*任务说明*: 请重写从含有“target: vase rim”的那一行起、至记录末尾为止的各行（首尾两行均包括在内），只输出这些行，其中的标注请求行一并照录。答案中的多边形顶点像素坐标一律按 2.6 倍缩放，并四舍五入为整数（小数部分恰为 .5 时向上取整）。

(标注记录摘录)
---------------

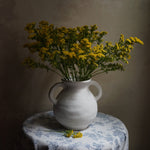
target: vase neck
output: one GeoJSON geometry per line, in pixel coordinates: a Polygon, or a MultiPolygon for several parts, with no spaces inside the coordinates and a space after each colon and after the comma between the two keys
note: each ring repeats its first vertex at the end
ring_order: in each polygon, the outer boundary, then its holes
{"type": "Polygon", "coordinates": [[[68,88],[85,88],[90,85],[91,79],[85,81],[63,81],[63,83],[68,88]]]}

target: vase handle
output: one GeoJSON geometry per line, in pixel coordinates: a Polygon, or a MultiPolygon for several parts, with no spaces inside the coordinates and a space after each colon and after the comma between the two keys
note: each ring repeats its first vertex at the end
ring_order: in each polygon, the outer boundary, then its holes
{"type": "Polygon", "coordinates": [[[96,101],[98,101],[102,97],[102,87],[96,81],[91,81],[90,85],[93,85],[98,89],[98,94],[95,96],[96,101]]]}
{"type": "Polygon", "coordinates": [[[56,105],[56,103],[57,103],[57,100],[56,100],[56,98],[54,97],[54,91],[55,91],[56,88],[58,88],[58,87],[63,87],[63,83],[62,83],[62,82],[58,82],[58,83],[54,84],[54,85],[50,88],[50,90],[49,90],[49,92],[48,92],[49,100],[50,100],[54,105],[56,105]]]}

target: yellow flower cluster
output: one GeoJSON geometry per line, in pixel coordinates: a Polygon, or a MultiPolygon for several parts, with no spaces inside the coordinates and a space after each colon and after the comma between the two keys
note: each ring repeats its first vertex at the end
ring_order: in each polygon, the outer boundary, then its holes
{"type": "Polygon", "coordinates": [[[24,47],[32,54],[37,53],[39,62],[30,65],[36,68],[57,69],[65,80],[86,80],[99,73],[124,70],[123,63],[128,64],[134,44],[143,45],[137,37],[124,38],[120,35],[118,42],[103,42],[105,31],[97,31],[97,25],[74,28],[54,27],[47,21],[27,24],[25,30],[28,39],[33,40],[24,47]]]}

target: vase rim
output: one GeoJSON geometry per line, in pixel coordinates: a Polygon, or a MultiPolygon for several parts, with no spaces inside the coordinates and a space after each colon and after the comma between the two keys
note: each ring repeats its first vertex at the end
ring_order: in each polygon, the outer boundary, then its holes
{"type": "Polygon", "coordinates": [[[81,80],[81,81],[73,81],[73,80],[64,80],[62,79],[62,82],[66,82],[66,83],[88,83],[90,82],[92,79],[87,79],[87,80],[81,80]]]}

---------------

*答复*:
target: vase rim
output: one GeoJSON geometry per line, in pixel coordinates: a Polygon, or a MultiPolygon for several parts, with no spaces inside the coordinates and a space after each colon and after the comma between the two keys
note: each ring repeats its first vertex at the end
ring_order: in each polygon, the outer boundary, then its holes
{"type": "Polygon", "coordinates": [[[211,208],[211,211],[190,211],[190,208],[166,208],[161,205],[161,213],[172,213],[172,216],[229,216],[234,213],[239,205],[226,205],[226,208],[211,208]]]}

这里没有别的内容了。